## Given task
Strip the pictures and reproduce the rest of the listing exactly.

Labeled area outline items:
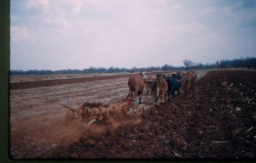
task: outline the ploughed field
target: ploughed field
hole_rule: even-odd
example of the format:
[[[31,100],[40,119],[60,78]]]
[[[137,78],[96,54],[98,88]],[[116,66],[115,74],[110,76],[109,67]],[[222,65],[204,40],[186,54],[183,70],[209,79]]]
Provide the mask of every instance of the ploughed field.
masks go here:
[[[18,159],[255,158],[256,72],[197,74],[187,94],[164,104],[151,105],[143,97],[148,109],[139,120],[110,117],[108,125],[97,124],[86,132],[76,125],[65,126],[67,109],[57,103],[79,107],[68,88],[80,102],[117,102],[128,93],[128,76],[11,89],[10,155]]]

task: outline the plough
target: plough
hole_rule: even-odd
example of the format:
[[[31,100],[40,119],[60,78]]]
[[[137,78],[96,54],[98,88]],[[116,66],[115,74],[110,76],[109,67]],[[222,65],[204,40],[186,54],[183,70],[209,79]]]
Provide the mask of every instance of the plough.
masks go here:
[[[124,115],[128,117],[134,118],[139,117],[144,111],[144,105],[140,104],[136,107],[134,104],[134,102],[143,94],[140,97],[137,97],[134,100],[131,98],[126,98],[113,104],[102,104],[102,103],[85,102],[81,104],[71,89],[69,89],[69,92],[78,104],[79,108],[73,109],[65,104],[57,103],[64,108],[68,109],[65,115],[66,126],[74,120],[78,120],[81,117],[81,123],[79,125],[84,125],[85,123],[84,126],[88,128],[92,123],[98,122],[108,118],[110,114],[117,118]]]

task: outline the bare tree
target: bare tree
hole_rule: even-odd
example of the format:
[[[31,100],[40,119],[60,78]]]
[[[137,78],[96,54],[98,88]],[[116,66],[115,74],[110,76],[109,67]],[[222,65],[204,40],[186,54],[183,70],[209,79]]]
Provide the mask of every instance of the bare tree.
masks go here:
[[[189,69],[189,67],[191,67],[193,65],[193,62],[187,59],[183,59],[183,64],[187,69]]]

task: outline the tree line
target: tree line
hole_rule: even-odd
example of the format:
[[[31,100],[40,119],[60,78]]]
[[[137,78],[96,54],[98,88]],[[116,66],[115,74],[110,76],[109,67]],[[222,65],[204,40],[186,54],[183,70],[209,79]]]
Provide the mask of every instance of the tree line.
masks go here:
[[[106,68],[96,68],[90,66],[89,69],[84,70],[9,70],[10,76],[20,76],[20,75],[55,75],[55,74],[88,74],[88,73],[119,73],[119,72],[137,72],[141,70],[144,71],[158,71],[158,70],[200,70],[200,69],[224,69],[224,68],[256,68],[256,58],[241,58],[235,59],[233,60],[220,60],[216,61],[213,64],[201,64],[195,63],[189,59],[183,60],[184,66],[172,66],[171,65],[164,65],[163,66],[150,66],[150,67],[133,67],[131,69],[125,68],[116,68],[110,67]]]

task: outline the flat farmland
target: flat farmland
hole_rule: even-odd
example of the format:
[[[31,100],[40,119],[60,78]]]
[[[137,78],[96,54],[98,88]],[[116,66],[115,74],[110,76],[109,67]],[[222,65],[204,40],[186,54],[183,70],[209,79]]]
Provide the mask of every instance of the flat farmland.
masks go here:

## Exercise result
task: outline the ploughed field
target: ploughed field
hole_rule: even-odd
example of the format:
[[[31,100],[40,119],[60,78]]]
[[[137,78],[96,54],[98,88]],[[116,66],[115,74],[110,76],[109,67]],[[222,65],[204,40],[186,54],[183,70],[209,79]]]
Provide the mask of every instance of the ploughed field.
masks go here:
[[[18,159],[255,158],[256,72],[197,74],[187,94],[164,104],[151,105],[143,97],[148,109],[139,120],[110,117],[108,125],[97,124],[86,132],[76,125],[65,126],[67,109],[57,103],[79,107],[68,88],[80,102],[117,102],[128,93],[128,76],[11,89],[10,155]]]

task: outline the plough
target: plough
hole_rule: even-odd
example of the format:
[[[31,100],[40,119],[60,78]]]
[[[137,78],[96,54],[98,88]],[[116,66],[115,74],[110,76],[109,67]],[[222,65],[204,40],[186,54],[183,70],[209,79]]]
Provide the mask of every instance of the plough.
masks go here:
[[[124,115],[128,117],[134,118],[139,117],[144,111],[144,105],[140,104],[136,107],[134,104],[134,102],[143,94],[140,97],[137,97],[134,100],[131,98],[126,98],[113,104],[102,104],[102,103],[85,102],[81,104],[71,89],[69,89],[69,92],[78,104],[79,108],[73,109],[65,104],[57,103],[64,108],[68,109],[65,115],[66,126],[74,120],[78,120],[81,117],[81,123],[79,125],[84,125],[85,123],[84,126],[88,128],[92,123],[98,122],[108,118],[110,114],[117,118]]]

task: outline the bare tree
target: bare tree
hole_rule: even-odd
example of the format:
[[[31,100],[40,119],[60,78]]]
[[[137,78],[96,54],[98,88]],[[116,66],[115,74],[110,76],[109,67]],[[222,65],[204,40],[186,54],[183,70],[209,79]]]
Provide the mask of every instance of the bare tree.
masks go here:
[[[189,69],[189,67],[191,67],[193,65],[193,62],[187,59],[183,59],[183,64],[187,69]]]

task: outline the tree line
target: tree line
hole_rule: even-odd
example of the format:
[[[31,100],[40,119],[60,78]]]
[[[137,78],[96,54],[98,88]],[[116,66],[115,74],[110,76],[109,67]],[[222,65],[204,40],[186,54],[183,70],[209,79]]]
Provide the mask of every instance of the tree line.
masks go here:
[[[106,68],[96,68],[90,66],[89,69],[84,70],[9,70],[10,76],[20,76],[20,75],[55,75],[55,74],[88,74],[88,73],[119,73],[119,72],[137,72],[141,70],[144,71],[158,71],[158,70],[200,70],[200,69],[224,69],[224,68],[256,68],[256,58],[241,58],[235,59],[233,60],[220,60],[216,61],[213,64],[201,64],[195,63],[189,59],[183,60],[184,66],[172,66],[171,65],[164,65],[163,66],[150,66],[150,67],[133,67],[131,69],[125,68],[116,68],[110,67]]]

task: outline the flat farmland
target: flat farmland
hole_rule: even-odd
example of the format:
[[[31,100],[40,119],[60,78]]]
[[[137,78],[96,54],[98,88]],[[116,66],[115,74],[110,76],[109,67]],[[222,65],[204,40],[186,54],[183,70],[209,79]]]
Provide the mask of every instance of the flat farmland.
masks go here:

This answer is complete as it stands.